→ Data for this task:

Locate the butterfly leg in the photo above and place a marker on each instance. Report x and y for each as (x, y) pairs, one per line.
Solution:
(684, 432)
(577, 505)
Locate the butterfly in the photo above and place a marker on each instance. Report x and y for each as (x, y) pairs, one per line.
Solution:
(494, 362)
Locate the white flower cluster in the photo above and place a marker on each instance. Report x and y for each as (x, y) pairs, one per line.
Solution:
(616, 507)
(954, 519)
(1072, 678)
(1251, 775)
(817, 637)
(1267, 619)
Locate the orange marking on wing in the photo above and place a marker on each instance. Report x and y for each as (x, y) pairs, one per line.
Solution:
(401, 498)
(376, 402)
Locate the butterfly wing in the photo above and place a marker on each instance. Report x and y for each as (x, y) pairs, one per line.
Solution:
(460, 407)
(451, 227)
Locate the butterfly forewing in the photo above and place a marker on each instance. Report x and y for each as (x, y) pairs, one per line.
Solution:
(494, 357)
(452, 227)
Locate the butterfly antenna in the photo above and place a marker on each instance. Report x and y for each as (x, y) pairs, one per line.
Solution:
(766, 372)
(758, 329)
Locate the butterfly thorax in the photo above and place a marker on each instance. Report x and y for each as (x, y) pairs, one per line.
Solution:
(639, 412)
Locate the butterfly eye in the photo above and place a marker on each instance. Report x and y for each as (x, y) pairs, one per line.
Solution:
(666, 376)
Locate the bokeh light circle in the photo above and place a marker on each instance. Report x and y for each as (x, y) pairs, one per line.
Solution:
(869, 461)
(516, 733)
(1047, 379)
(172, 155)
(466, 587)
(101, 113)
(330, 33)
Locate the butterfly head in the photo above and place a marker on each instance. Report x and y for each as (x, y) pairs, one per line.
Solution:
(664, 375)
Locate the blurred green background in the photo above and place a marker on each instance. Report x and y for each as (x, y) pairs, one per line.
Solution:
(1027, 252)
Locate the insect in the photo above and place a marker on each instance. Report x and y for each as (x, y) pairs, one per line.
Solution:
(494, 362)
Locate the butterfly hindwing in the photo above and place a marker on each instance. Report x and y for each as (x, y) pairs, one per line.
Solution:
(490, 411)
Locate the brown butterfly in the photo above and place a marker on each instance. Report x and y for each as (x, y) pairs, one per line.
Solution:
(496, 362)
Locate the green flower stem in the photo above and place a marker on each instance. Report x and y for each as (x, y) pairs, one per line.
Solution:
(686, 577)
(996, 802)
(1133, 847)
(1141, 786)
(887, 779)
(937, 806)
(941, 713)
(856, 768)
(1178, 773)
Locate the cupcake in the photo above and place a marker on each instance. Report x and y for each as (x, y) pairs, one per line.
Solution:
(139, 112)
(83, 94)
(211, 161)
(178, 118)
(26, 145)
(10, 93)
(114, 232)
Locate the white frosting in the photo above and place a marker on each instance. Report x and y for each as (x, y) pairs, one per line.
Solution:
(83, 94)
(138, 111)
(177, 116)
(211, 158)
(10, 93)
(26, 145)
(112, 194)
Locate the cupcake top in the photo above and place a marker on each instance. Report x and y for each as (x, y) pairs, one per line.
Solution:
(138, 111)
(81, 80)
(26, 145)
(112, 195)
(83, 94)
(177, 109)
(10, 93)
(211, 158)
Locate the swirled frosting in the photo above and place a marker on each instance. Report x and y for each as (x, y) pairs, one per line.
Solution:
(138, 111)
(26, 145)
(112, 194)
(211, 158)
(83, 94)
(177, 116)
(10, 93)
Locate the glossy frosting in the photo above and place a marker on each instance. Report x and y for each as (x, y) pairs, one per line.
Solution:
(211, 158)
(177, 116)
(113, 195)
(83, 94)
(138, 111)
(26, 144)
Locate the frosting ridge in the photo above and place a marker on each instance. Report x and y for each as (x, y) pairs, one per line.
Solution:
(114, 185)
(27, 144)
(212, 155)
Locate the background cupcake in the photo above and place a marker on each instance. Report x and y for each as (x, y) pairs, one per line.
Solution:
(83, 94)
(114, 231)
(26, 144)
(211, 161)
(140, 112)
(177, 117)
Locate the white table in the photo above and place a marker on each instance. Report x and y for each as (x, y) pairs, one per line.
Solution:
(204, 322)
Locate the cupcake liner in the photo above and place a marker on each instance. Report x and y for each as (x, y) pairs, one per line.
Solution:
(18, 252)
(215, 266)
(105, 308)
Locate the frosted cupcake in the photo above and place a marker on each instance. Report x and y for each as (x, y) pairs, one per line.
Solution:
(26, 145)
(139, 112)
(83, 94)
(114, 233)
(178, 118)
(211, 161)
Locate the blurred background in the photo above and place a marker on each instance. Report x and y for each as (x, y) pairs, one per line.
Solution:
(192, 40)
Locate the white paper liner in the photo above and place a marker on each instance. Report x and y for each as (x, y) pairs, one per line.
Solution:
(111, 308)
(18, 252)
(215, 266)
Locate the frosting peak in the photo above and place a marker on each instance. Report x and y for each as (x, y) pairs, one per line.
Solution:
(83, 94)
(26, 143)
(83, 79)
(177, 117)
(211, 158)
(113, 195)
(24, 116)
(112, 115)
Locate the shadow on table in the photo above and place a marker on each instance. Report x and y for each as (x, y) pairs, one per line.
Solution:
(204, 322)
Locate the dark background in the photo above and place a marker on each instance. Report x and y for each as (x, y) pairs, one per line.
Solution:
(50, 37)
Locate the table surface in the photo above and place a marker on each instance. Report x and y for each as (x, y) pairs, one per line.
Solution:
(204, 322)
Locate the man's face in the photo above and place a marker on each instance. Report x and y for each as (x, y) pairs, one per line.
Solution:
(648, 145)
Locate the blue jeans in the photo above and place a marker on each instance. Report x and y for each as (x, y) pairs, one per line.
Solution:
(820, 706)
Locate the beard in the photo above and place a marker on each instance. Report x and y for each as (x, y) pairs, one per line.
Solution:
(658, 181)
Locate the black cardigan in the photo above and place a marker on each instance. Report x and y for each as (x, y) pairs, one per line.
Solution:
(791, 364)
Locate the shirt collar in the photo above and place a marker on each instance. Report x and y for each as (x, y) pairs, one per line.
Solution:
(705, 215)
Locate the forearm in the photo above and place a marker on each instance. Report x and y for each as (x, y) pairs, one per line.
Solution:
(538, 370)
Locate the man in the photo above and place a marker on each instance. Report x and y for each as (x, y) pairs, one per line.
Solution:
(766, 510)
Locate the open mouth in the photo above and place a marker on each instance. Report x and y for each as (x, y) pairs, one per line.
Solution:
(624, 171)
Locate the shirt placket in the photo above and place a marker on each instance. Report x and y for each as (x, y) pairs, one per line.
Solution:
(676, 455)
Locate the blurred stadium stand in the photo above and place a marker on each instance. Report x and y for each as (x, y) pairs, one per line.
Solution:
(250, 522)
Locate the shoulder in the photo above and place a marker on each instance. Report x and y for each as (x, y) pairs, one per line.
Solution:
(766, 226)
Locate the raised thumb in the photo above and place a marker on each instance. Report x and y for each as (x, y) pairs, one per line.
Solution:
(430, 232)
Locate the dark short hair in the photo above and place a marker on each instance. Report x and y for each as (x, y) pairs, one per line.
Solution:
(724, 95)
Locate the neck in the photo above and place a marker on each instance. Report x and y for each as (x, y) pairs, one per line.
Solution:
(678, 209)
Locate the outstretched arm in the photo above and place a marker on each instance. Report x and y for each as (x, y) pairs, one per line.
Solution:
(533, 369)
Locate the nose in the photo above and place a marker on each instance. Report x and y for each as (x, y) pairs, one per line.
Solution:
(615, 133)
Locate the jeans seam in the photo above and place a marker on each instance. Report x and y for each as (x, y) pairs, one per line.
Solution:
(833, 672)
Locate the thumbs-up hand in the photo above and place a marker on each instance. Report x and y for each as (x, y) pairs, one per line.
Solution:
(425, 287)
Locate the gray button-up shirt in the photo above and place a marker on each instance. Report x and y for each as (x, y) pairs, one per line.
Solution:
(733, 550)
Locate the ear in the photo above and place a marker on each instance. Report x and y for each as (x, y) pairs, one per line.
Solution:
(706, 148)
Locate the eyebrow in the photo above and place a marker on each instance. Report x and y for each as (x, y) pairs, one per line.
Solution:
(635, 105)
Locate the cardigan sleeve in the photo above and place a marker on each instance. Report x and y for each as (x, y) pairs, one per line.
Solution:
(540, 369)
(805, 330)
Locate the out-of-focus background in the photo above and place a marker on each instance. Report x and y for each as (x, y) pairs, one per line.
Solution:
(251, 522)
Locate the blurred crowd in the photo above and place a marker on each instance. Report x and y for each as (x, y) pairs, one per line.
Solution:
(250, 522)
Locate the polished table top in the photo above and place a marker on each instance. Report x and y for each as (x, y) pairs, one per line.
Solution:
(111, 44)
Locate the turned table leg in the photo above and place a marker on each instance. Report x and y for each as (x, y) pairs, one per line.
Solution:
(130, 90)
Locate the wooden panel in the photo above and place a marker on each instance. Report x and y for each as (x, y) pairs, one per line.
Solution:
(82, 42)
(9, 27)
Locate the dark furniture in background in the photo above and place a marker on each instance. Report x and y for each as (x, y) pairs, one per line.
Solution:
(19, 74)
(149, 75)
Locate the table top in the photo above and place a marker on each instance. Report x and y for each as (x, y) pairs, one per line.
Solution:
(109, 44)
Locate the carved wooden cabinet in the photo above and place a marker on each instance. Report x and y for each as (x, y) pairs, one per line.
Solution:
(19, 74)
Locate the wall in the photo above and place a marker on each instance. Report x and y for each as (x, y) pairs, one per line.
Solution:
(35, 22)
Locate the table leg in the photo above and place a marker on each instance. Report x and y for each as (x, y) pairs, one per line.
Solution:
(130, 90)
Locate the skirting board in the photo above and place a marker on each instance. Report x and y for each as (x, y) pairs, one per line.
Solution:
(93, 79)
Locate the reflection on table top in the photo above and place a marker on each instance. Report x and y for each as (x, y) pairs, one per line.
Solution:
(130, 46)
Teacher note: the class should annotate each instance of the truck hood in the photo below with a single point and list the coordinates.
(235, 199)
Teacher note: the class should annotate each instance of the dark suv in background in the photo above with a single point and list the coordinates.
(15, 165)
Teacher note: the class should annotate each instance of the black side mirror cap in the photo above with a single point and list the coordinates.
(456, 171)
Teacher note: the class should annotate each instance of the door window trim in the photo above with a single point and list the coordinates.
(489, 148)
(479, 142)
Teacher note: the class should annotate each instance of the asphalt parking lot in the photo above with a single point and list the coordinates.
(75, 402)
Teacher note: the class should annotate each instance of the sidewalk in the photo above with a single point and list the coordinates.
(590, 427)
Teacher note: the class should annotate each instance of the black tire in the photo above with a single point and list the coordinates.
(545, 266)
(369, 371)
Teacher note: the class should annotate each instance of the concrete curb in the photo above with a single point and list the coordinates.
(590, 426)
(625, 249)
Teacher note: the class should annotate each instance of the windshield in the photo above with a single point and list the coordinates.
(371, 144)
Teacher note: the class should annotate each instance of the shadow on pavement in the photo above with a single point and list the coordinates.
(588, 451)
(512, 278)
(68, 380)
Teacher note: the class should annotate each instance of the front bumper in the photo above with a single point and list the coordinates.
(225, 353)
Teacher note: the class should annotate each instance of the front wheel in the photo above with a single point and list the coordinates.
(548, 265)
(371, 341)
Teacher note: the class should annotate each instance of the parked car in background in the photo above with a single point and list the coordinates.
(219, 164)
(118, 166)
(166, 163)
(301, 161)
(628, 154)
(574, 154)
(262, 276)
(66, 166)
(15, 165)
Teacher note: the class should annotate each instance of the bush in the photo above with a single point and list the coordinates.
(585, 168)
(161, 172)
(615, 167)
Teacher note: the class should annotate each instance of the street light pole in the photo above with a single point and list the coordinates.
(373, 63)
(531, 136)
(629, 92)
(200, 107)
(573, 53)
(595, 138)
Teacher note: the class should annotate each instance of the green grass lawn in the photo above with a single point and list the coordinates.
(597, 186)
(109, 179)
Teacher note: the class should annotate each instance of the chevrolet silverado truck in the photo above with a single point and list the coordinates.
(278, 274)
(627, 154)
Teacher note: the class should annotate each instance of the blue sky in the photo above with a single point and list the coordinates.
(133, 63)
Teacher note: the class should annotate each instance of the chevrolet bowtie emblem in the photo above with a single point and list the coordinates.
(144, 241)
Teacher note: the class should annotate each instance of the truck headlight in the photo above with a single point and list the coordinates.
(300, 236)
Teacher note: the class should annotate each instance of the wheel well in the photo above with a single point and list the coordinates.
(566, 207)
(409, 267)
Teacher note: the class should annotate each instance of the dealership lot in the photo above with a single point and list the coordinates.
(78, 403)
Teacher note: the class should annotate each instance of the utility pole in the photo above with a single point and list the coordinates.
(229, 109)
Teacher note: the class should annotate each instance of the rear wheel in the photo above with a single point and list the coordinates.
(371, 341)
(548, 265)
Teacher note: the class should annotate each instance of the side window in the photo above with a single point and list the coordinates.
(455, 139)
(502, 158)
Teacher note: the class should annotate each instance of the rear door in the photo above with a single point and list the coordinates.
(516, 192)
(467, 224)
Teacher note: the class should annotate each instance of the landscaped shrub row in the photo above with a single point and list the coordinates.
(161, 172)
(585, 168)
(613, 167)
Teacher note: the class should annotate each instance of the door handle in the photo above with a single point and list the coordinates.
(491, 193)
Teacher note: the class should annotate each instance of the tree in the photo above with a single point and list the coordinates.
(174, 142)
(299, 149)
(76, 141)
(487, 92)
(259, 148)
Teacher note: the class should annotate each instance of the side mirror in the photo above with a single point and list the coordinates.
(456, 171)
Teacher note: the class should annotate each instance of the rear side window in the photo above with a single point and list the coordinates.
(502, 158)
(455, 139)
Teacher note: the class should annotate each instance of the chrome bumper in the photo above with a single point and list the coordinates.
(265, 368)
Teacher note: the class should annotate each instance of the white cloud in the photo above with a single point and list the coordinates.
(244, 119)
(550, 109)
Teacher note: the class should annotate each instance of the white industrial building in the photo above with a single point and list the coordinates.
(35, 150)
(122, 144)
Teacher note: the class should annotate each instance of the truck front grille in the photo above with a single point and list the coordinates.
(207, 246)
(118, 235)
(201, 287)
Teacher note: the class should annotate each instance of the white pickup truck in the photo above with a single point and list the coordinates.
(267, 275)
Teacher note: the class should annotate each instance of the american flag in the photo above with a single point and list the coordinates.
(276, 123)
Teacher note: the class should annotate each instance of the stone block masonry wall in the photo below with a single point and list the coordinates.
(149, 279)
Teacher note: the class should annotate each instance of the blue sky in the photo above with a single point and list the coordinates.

→ Instructions for the task:
Reproduce exactly the lines from the one containing "the white pickup" through the last line of the records above, including both, and nothing else.

→ The reply:
Teacher note: the class should annotate each instance of the white pickup truck in the photo above with a single point and list the coordinates.
(267, 275)
Teacher note: the class should annotate each instance of the american flag in the photo above with a single point and list the coordinates.
(276, 123)
Teacher note: the class should annotate each instance of the stone block masonry wall in the photo below with a single point and list the coordinates.
(149, 279)
Teacher note: the class should annotate each instance of the blue sky in the photo above with a single point and list the coordinates.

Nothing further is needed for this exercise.